Output the full listing word for word.

== Available records ==

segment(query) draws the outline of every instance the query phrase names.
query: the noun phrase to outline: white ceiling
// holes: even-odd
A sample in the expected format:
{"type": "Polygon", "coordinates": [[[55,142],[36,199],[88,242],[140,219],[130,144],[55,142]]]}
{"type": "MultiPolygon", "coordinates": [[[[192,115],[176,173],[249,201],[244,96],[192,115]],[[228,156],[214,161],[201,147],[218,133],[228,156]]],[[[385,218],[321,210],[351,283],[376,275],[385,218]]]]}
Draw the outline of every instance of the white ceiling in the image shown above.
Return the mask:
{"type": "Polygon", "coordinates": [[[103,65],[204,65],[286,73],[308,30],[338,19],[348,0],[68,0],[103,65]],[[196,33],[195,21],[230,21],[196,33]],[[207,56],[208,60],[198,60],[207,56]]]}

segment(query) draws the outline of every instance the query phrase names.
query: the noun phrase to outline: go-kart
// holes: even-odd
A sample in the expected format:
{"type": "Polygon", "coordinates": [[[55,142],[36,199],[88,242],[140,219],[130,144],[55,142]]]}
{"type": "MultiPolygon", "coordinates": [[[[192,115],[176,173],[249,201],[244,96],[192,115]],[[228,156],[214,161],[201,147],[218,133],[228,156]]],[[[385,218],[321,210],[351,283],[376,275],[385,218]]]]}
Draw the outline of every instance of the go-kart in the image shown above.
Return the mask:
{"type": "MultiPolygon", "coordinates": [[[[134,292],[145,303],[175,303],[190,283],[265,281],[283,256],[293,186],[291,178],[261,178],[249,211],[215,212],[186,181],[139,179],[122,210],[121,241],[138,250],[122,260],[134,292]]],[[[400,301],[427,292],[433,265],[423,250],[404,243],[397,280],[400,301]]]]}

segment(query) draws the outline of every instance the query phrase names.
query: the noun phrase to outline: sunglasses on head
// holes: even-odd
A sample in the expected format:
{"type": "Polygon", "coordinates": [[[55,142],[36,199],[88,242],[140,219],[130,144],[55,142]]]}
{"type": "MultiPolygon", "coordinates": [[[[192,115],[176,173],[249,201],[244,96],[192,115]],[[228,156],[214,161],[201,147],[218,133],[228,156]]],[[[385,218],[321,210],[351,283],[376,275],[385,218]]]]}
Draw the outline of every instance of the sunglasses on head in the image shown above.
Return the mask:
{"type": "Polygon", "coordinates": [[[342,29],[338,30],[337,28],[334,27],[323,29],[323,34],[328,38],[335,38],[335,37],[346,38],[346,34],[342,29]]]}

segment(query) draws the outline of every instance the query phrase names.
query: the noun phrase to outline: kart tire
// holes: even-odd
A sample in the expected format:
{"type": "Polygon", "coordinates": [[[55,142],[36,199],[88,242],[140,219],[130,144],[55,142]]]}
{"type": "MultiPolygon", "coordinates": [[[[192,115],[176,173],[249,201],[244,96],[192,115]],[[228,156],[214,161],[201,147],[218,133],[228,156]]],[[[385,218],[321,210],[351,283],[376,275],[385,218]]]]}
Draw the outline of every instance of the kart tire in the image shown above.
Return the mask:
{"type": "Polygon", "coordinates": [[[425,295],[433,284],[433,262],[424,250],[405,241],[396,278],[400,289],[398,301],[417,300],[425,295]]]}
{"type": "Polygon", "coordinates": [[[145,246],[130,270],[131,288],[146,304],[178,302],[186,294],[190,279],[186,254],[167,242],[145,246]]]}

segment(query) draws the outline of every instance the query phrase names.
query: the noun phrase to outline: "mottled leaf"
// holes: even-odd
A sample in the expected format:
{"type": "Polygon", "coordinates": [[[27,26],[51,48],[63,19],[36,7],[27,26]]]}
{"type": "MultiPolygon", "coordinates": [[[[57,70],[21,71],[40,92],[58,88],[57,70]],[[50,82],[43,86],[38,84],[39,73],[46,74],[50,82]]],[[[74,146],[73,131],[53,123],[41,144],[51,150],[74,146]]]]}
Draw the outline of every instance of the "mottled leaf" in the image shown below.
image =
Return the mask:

===

# Problem solution:
segment(query) draws the outline of every instance the query phrase names.
query: the noun phrase to outline: white ceiling
// holes: even-odd
A sample in the expected format:
{"type": "Polygon", "coordinates": [[[55,142],[36,199],[88,242],[140,219],[130,144],[55,142]]]}
{"type": "MultiPolygon", "coordinates": [[[[192,115],[176,173],[249,201],[244,96],[192,115]],[[228,156],[214,161],[201,147],[218,133],[228,156]]],[[[385,218],[321,210],[351,283],[376,275],[385,218]]]]}
Draw the outline of every instance of the white ceiling in the image shown above.
Return the mask:
{"type": "Polygon", "coordinates": [[[103,65],[204,65],[286,73],[308,30],[338,19],[348,0],[68,0],[103,65]],[[196,33],[195,21],[230,21],[196,33]],[[207,56],[208,60],[198,60],[207,56]]]}

segment(query) draws the outline of every instance the query phrase names.
query: the noun phrase to outline: go-kart
// holes: even-odd
A sample in the expected format:
{"type": "Polygon", "coordinates": [[[55,142],[36,199],[88,242],[140,219],[130,144],[55,142]]]}
{"type": "MultiPolygon", "coordinates": [[[[192,115],[176,173],[249,201],[244,96],[192,115]],[[228,156],[214,161],[201,147],[218,133],[228,156]]],[[[385,218],[321,210],[351,283],[376,275],[385,218]]]]}
Draw the outline of every instance of the go-kart in the image shown above.
Return the mask:
{"type": "MultiPolygon", "coordinates": [[[[134,292],[145,303],[175,303],[190,283],[265,281],[283,256],[293,186],[291,178],[261,178],[249,211],[215,212],[186,181],[139,179],[122,210],[121,241],[138,250],[122,260],[134,292]]],[[[400,301],[427,292],[433,265],[423,250],[404,243],[397,280],[400,301]]]]}

segment(query) draws the outline of every instance the query phrase names.
query: the noun phrase to outline: sunglasses on head
// holes: even-odd
A sample in the expected format:
{"type": "Polygon", "coordinates": [[[55,142],[36,199],[88,242],[140,219],[130,144],[55,142]]]}
{"type": "MultiPolygon", "coordinates": [[[[192,115],[176,173],[249,201],[244,96],[192,115]],[[228,156],[214,161],[201,147],[218,133],[228,156]]],[[[385,218],[321,210],[351,283],[376,275],[385,218]]]]}
Draw the outline of every instance of the sunglasses on head in the image shown above.
Return the mask:
{"type": "Polygon", "coordinates": [[[342,29],[338,30],[337,28],[334,27],[323,29],[323,34],[328,38],[335,38],[335,37],[346,38],[346,34],[342,29]]]}

segment(query) draws the outline of every instance the query phrase names.
query: the noun phrase to outline: kart tire
// holes: even-odd
A sample in the expected format:
{"type": "Polygon", "coordinates": [[[55,142],[36,199],[88,242],[140,219],[130,144],[55,142]]]}
{"type": "MultiPolygon", "coordinates": [[[[192,115],[176,173],[249,201],[244,96],[192,115]],[[228,156],[214,161],[201,147],[218,133],[228,156]]],[[[385,218],[321,210],[351,283],[376,275],[385,218]]]]}
Draw the outline of every instance of the kart tire in the image shown above.
Return the mask:
{"type": "Polygon", "coordinates": [[[425,295],[433,284],[433,262],[424,250],[405,241],[396,278],[400,289],[398,301],[417,300],[425,295]]]}
{"type": "Polygon", "coordinates": [[[145,246],[130,270],[131,288],[146,304],[178,302],[186,294],[190,279],[186,254],[167,242],[145,246]]]}

segment(query) draws the outline of every instance the query phrase names.
query: the noun phrase to outline: "mottled leaf"
// holes: even-odd
A sample in the expected format:
{"type": "Polygon", "coordinates": [[[27,26],[51,48],[63,19],[36,7],[27,26]]]}
{"type": "MultiPolygon", "coordinates": [[[[57,70],[21,71],[40,92],[58,88],[57,70]],[[50,82],[43,86],[38,84],[39,73],[46,74],[50,82]]],[[[74,146],[73,131],[53,123],[41,144],[51,150],[74,146]]]]}
Draw the outline of every instance of the "mottled leaf" in the image shown below.
image =
Return the mask:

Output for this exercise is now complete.